§ **What needs to be done**
Find how many lines below hold "blue", and give that number as the entire answer.

· · · · · · ·

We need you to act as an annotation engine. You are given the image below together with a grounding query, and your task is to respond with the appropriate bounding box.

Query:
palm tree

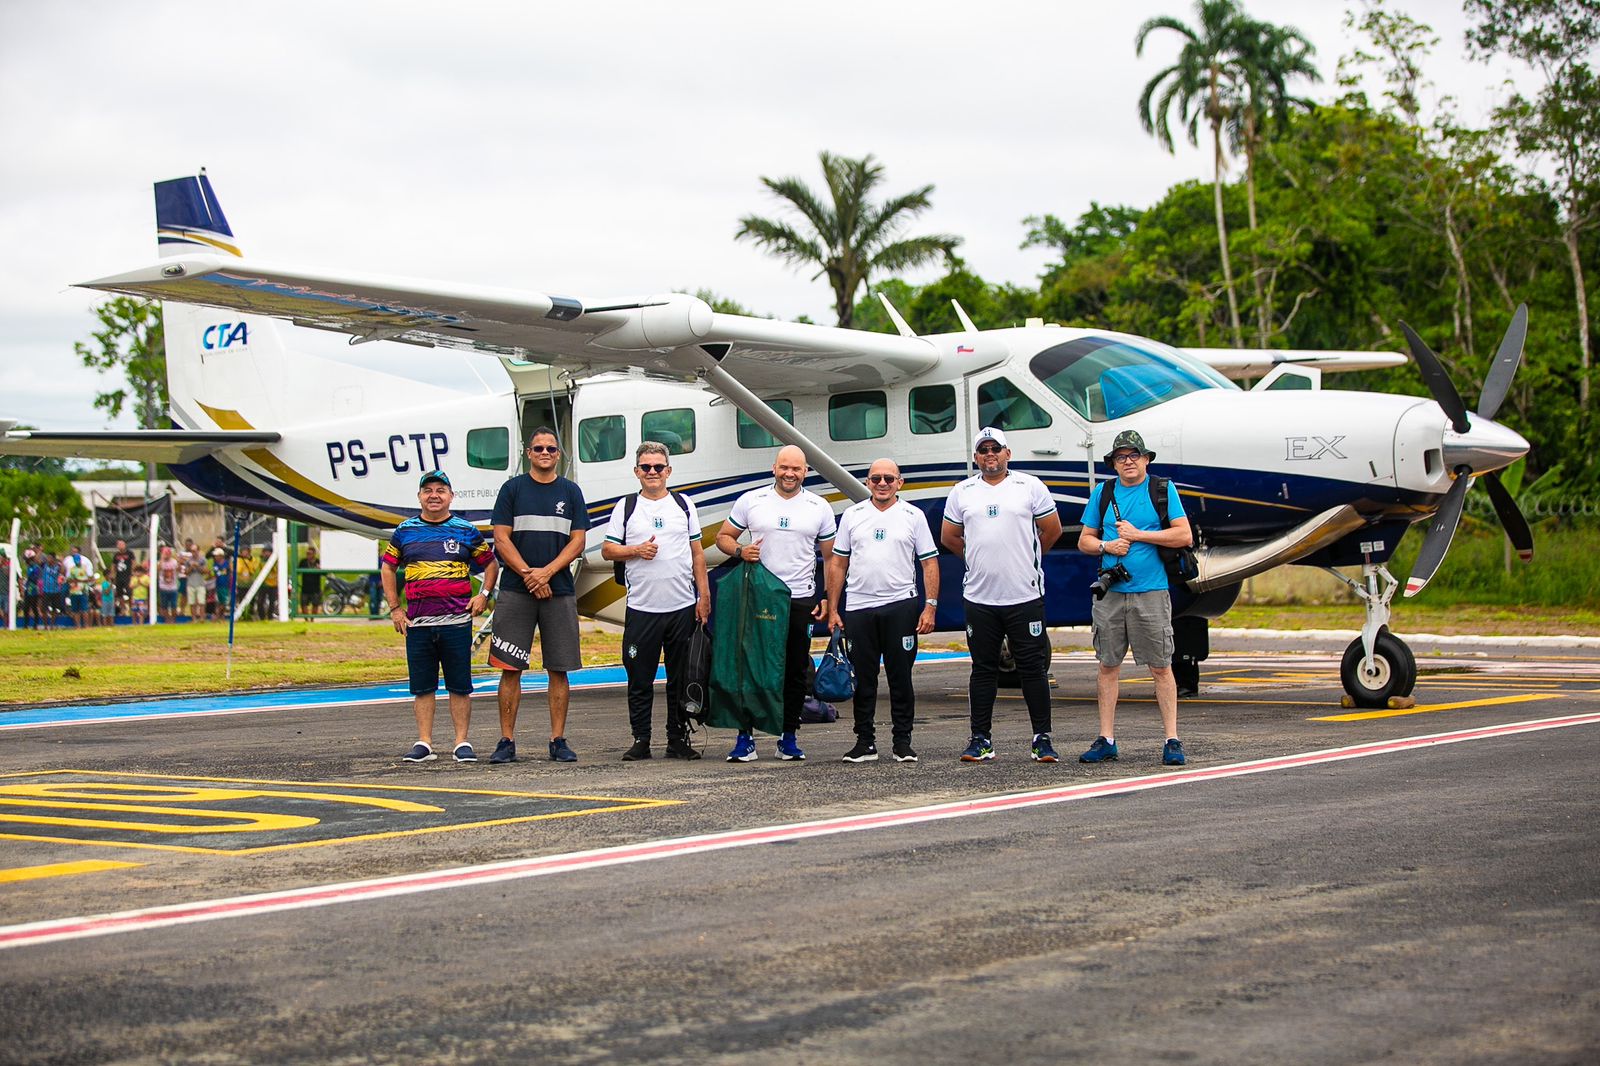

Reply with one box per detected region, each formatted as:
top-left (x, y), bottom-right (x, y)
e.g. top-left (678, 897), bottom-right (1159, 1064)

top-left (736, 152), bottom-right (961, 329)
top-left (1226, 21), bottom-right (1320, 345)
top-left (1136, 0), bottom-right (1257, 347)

· · · · · · ·

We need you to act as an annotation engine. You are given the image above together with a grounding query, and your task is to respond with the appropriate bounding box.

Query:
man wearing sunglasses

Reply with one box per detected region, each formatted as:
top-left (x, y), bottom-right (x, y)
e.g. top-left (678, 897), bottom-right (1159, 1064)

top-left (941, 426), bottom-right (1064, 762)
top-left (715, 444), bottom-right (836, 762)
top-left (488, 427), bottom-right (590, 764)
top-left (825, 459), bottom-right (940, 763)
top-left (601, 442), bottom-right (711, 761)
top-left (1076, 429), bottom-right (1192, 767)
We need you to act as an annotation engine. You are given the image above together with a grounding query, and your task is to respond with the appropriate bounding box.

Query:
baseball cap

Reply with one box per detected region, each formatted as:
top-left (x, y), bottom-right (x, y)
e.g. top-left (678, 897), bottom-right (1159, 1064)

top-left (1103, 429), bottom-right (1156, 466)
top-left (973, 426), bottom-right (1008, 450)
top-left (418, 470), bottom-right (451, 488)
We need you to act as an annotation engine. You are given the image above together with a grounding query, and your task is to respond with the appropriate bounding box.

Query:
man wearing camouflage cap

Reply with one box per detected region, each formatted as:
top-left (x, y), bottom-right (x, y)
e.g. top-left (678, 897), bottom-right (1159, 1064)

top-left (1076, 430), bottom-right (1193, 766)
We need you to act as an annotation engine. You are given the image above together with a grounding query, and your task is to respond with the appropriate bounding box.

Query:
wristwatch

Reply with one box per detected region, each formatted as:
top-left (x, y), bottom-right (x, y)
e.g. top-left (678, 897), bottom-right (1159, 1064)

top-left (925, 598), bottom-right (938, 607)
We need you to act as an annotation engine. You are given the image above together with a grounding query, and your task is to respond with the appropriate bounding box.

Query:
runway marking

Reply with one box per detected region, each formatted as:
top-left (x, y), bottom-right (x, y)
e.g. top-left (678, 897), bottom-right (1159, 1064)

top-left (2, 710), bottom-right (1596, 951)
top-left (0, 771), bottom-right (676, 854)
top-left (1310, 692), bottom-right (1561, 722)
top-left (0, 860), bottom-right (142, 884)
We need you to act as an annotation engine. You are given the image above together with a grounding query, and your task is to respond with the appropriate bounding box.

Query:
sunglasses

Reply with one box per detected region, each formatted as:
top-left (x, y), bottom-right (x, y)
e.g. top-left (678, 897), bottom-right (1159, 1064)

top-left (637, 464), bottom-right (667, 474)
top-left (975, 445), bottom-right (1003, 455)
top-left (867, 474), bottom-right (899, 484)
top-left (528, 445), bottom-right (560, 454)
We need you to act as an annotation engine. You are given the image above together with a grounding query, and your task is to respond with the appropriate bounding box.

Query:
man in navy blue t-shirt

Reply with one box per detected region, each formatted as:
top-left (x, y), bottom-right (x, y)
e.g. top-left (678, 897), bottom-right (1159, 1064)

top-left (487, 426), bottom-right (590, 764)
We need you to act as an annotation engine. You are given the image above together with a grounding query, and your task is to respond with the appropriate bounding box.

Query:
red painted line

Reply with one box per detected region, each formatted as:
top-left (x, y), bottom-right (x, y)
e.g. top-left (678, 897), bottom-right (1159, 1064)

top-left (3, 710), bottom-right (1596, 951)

· · · · · · ·

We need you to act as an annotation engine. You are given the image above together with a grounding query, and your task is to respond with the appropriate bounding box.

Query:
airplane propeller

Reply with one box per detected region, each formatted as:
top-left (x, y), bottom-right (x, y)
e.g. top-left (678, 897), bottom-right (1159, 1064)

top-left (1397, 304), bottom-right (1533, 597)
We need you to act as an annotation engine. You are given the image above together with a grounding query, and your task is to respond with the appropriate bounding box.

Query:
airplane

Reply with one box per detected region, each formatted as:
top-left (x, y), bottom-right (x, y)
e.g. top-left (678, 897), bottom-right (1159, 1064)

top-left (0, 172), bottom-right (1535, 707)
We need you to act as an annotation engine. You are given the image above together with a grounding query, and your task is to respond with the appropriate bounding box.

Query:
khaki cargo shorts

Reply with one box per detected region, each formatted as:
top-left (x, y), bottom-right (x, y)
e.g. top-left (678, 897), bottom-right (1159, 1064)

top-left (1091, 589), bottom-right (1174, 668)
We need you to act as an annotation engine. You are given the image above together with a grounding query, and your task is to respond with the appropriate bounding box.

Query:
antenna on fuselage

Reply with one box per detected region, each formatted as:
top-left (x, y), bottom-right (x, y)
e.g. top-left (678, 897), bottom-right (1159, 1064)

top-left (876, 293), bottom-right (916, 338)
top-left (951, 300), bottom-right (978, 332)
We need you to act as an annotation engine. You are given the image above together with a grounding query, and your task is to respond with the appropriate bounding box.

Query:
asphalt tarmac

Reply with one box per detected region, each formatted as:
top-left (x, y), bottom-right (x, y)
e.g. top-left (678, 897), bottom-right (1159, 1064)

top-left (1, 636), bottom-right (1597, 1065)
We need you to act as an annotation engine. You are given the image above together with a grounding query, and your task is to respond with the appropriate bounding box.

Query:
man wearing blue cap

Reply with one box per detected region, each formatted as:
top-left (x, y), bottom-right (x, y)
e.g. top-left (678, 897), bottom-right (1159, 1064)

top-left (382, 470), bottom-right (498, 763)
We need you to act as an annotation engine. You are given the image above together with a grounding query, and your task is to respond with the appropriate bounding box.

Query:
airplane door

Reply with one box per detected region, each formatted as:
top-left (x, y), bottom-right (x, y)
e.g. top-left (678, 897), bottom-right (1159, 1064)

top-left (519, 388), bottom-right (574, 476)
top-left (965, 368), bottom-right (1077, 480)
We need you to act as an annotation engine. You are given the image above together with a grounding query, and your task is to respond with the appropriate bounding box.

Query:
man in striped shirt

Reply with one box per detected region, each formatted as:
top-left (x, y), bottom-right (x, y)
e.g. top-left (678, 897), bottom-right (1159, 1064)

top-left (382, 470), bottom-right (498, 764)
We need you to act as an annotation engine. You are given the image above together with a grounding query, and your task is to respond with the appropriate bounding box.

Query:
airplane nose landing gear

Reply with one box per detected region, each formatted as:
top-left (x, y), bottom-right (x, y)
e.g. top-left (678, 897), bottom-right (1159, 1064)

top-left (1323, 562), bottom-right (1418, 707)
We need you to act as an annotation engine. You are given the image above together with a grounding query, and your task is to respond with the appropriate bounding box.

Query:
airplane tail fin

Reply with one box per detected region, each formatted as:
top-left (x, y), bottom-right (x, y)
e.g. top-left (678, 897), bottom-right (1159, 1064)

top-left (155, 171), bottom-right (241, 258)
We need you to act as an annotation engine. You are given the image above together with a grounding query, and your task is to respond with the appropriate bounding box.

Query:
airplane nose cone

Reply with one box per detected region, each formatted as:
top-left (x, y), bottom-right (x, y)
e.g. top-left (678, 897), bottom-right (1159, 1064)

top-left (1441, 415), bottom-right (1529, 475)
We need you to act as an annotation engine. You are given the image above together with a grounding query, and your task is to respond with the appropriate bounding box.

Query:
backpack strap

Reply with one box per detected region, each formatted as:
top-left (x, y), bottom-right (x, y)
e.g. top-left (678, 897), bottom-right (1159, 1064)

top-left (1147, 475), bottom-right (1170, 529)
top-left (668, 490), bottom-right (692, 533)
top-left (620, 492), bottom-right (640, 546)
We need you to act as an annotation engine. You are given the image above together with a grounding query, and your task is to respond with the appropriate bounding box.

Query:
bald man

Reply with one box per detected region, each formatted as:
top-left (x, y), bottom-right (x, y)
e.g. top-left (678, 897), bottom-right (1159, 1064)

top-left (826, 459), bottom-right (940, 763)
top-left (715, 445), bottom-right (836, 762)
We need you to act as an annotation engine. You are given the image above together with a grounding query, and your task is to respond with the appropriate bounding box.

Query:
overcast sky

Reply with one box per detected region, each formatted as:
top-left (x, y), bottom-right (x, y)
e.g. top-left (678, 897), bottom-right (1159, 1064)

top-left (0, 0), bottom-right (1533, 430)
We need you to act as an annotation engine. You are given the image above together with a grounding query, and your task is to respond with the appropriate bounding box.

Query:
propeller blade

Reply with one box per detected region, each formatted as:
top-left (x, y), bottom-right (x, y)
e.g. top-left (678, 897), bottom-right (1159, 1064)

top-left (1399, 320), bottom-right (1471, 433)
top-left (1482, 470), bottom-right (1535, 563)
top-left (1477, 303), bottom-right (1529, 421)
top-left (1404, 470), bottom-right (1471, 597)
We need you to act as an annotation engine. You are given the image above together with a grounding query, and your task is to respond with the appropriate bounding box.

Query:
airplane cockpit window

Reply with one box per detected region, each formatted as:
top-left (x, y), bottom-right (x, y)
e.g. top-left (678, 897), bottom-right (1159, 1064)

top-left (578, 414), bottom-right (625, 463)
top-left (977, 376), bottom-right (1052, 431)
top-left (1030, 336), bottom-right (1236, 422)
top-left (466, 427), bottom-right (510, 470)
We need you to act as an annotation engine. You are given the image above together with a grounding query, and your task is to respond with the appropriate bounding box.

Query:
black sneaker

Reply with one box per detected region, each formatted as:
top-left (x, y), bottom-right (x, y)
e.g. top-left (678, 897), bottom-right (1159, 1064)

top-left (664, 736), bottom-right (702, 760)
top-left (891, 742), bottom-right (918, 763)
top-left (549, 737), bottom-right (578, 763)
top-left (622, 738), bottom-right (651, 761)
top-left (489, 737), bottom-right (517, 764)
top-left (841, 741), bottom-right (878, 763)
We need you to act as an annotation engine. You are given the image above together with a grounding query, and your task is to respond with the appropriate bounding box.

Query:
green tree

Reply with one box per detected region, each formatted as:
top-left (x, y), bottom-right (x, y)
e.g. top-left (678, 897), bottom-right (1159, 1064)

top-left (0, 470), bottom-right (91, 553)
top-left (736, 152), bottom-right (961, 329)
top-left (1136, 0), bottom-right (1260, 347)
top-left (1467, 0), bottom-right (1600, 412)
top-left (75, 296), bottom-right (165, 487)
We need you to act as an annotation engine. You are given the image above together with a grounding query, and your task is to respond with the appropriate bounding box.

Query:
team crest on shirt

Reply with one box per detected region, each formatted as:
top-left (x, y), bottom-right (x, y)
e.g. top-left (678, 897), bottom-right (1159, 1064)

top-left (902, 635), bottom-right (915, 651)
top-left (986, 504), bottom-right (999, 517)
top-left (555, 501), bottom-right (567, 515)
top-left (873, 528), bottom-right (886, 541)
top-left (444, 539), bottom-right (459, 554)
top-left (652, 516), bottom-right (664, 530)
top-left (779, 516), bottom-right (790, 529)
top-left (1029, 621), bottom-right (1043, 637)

· · · · · · ·

§ **Response to the exercise**
2